» **Excerpted text**

5. Key Performance Parameters of Emergency Call Functions

To ensure reliability in hazardous environments, explosion-proof telephone emergency functions must meet critical performance requirements:

• Response Time: Alarm transmission delay should be minimal. In practice, systems typically achieve response times of ≤2 seconds, meeting coal mine safety regulations.

• Alarm Sound Level: Ringing levels are generally ≥70 dB, ensuring alarms are audible in noisy environments.

• Communication Distance: Wired systems usually support distances up to 5 km, while wireless or public-network systems can provide regional or nationwide coverage.

• Ingress Protection Rating: Most explosion-proof telephones meet IP54 to IP67 standards, protecting against dust and water ingress. For example, JREX106 telephones achieve IP66 protection and resist corrosion, acids, and alkalis.

• Backup Power Supply: Regulations require backup power to support at least 2 hours of continuous operation during power outages. Explosion-proof telephones typically use low-voltage designs (≤8 V) with optimized power management to ensure reliable emergency operation.

» **Material supplied**

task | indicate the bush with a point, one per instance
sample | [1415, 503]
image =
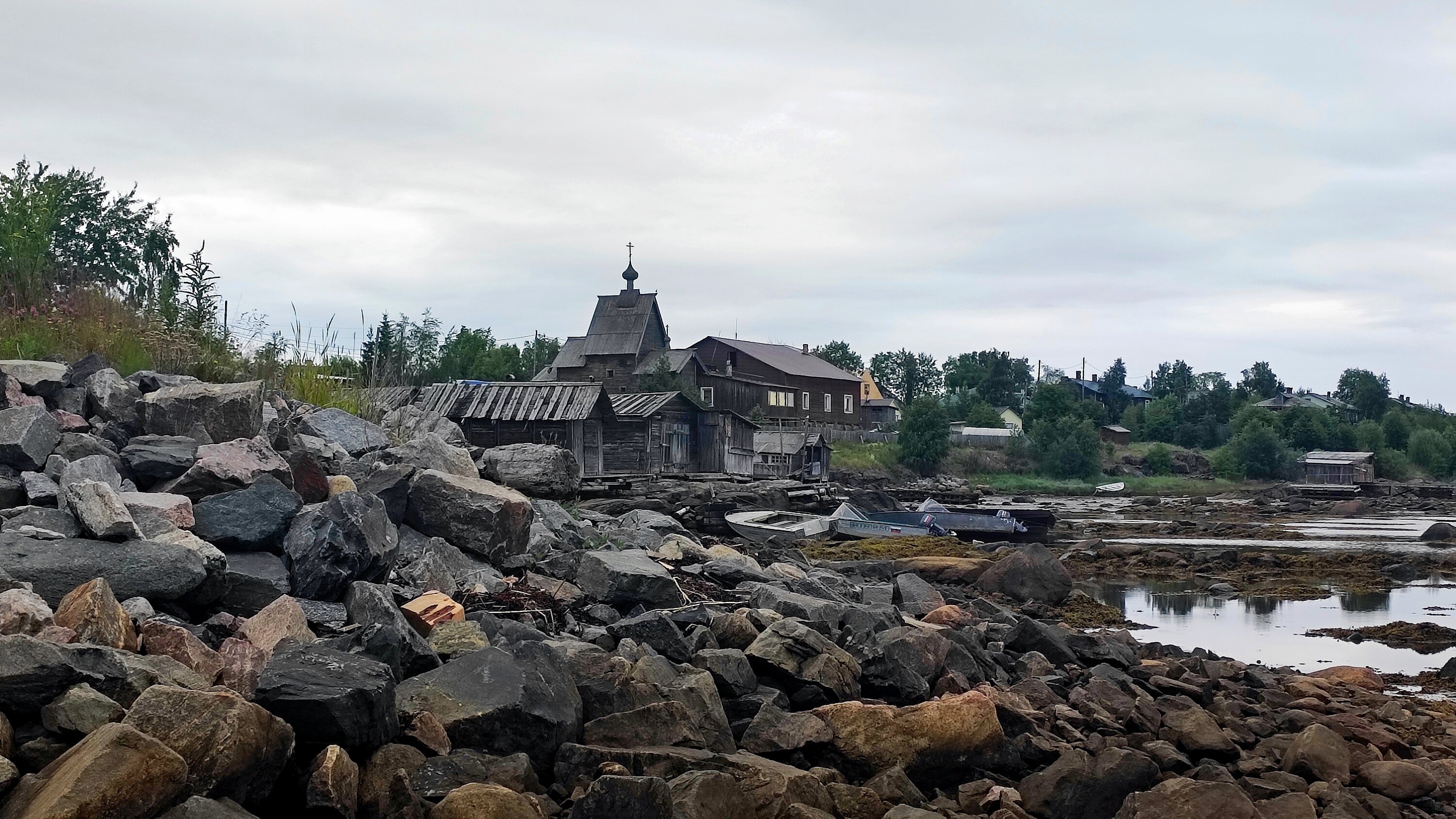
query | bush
[925, 435]
[1161, 460]
[1430, 451]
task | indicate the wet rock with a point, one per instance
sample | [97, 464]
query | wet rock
[539, 470]
[1030, 573]
[328, 696]
[334, 785]
[140, 568]
[233, 748]
[225, 410]
[116, 773]
[331, 544]
[248, 520]
[395, 642]
[501, 700]
[81, 710]
[27, 437]
[485, 799]
[794, 651]
[92, 611]
[922, 739]
[1318, 754]
[472, 514]
[641, 798]
[627, 578]
[1081, 786]
[225, 467]
[99, 511]
[1397, 780]
[280, 620]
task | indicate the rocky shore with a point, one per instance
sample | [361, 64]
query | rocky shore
[216, 603]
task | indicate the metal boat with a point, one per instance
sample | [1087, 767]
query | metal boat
[762, 525]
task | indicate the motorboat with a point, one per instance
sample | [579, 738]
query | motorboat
[762, 525]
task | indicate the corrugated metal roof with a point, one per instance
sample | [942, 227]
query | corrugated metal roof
[640, 405]
[514, 401]
[787, 360]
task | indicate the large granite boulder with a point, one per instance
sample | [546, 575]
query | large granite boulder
[472, 514]
[539, 470]
[225, 410]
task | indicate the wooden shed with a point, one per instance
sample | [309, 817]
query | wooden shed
[493, 413]
[1339, 467]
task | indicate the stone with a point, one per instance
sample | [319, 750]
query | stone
[431, 451]
[92, 611]
[501, 700]
[1189, 799]
[81, 710]
[480, 801]
[731, 671]
[280, 620]
[334, 785]
[1081, 786]
[155, 459]
[627, 578]
[232, 748]
[181, 645]
[791, 649]
[774, 731]
[1030, 573]
[641, 798]
[111, 398]
[114, 773]
[254, 581]
[330, 696]
[99, 511]
[335, 543]
[225, 467]
[395, 642]
[430, 610]
[472, 514]
[1355, 675]
[1318, 754]
[248, 520]
[24, 611]
[27, 437]
[225, 410]
[177, 509]
[539, 470]
[710, 795]
[139, 568]
[654, 725]
[922, 739]
[1397, 780]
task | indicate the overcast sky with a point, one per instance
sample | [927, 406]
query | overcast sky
[1219, 182]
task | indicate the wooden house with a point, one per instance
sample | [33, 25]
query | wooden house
[1339, 467]
[791, 454]
[667, 434]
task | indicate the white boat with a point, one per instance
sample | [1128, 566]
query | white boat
[763, 524]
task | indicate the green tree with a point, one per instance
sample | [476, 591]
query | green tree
[841, 356]
[925, 435]
[906, 375]
[1366, 392]
[1430, 451]
[1260, 382]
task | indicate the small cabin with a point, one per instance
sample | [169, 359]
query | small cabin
[1339, 467]
[791, 454]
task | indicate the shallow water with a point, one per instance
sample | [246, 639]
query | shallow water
[1272, 632]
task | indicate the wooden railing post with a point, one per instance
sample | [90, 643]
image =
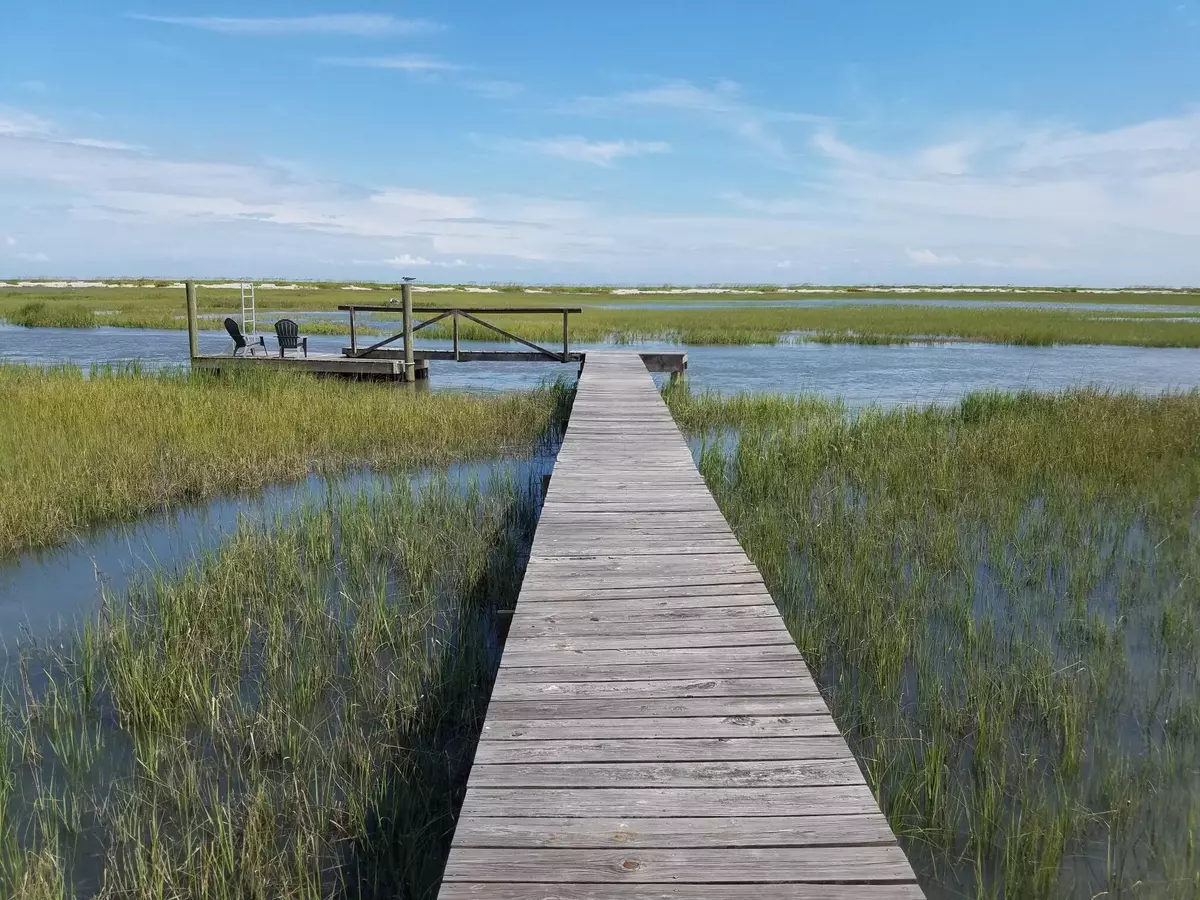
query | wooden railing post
[406, 293]
[193, 328]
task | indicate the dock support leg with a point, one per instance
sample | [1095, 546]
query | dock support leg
[193, 337]
[406, 293]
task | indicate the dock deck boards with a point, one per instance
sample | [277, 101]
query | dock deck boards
[654, 733]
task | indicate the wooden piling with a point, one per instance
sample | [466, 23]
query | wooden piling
[193, 328]
[406, 293]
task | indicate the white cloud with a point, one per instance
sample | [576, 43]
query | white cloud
[496, 89]
[595, 153]
[723, 106]
[348, 24]
[928, 257]
[1042, 205]
[103, 144]
[17, 124]
[406, 259]
[409, 63]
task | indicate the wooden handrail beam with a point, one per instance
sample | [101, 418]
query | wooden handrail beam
[505, 310]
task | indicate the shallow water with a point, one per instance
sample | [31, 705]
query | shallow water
[46, 588]
[858, 373]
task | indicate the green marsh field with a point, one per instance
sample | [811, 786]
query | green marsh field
[1001, 600]
[997, 597]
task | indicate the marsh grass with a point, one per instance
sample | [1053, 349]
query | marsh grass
[719, 325]
[1001, 601]
[292, 717]
[82, 449]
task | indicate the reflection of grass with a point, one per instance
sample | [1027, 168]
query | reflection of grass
[1000, 600]
[742, 325]
[75, 450]
[294, 717]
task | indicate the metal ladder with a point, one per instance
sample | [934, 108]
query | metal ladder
[249, 317]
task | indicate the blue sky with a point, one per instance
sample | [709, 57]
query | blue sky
[653, 141]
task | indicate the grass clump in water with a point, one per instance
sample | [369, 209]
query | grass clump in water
[77, 450]
[1001, 603]
[39, 313]
[292, 717]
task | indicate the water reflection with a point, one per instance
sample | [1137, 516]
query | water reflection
[41, 589]
[859, 375]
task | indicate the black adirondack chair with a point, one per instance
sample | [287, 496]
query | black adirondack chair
[288, 335]
[240, 345]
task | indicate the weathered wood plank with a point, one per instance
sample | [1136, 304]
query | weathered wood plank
[689, 891]
[753, 773]
[768, 637]
[653, 732]
[652, 671]
[655, 708]
[700, 802]
[661, 750]
[749, 864]
[683, 654]
[730, 726]
[670, 688]
[684, 833]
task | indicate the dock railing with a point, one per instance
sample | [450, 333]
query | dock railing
[472, 313]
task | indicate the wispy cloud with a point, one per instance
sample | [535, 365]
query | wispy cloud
[723, 106]
[408, 63]
[364, 24]
[403, 261]
[576, 149]
[1038, 204]
[495, 89]
[17, 124]
[928, 257]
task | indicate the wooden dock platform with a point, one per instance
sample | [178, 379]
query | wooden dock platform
[653, 732]
[672, 361]
[322, 364]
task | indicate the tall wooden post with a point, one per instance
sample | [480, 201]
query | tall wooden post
[406, 293]
[193, 333]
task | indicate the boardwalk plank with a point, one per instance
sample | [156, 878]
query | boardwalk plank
[653, 732]
[729, 726]
[749, 864]
[635, 833]
[661, 750]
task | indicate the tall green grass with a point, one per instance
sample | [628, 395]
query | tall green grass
[718, 325]
[1001, 601]
[81, 449]
[292, 717]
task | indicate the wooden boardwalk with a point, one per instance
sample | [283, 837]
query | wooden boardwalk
[653, 732]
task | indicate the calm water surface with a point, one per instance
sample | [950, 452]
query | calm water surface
[46, 588]
[861, 375]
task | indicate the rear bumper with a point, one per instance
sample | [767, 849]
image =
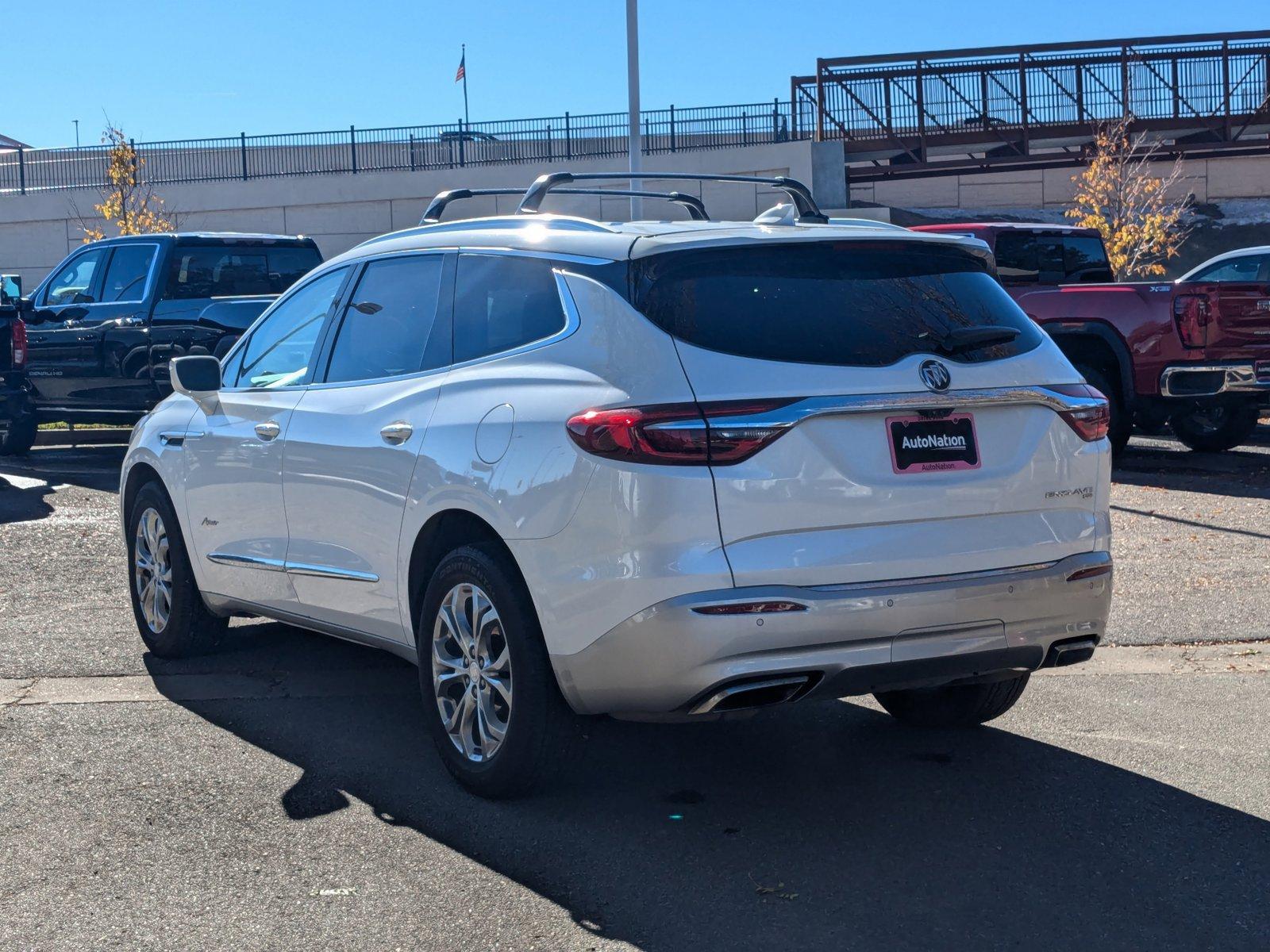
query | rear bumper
[1214, 378]
[849, 640]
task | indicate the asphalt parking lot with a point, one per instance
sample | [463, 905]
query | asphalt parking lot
[279, 793]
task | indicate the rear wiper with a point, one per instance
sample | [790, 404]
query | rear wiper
[962, 340]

» **Problems to solve**
1. Say whether each statement agrees with the excerpt on emergency call parameters, answering yes or no and quoting the deciding words: (a) Wired systems usually reach distances up to 5 km. (b) Ringing levels are generally at most 70 dB. (c) Backup power must support at least 4 hours of continuous operation.
2. From the excerpt on emergency call parameters, reproduce the part that opens with the words containing "5. Key Performance" and closes with "mine safety regulations.".
The lines given after the text are not needed.

» **Answers to the problems**
1.
(a) Yes: "Wired systems usually support distances up to 5 km"
(b) No: "Ringing levels are generally ≥70 dB"
(c) No: "Regulations require backup power to support at least 2 hours of continuous operation during power outages"

2.
5. Key Performance Parameters of Emergency Call Functions

To ensure reliability in hazardous environments, explosion-proof telephone emergency functions must meet critical performance requirements:

• Response Time: Alarm transmission delay should be minimal. In practice, systems typically achieve response times of ≤2 seconds, meeting coal mine safety regulations.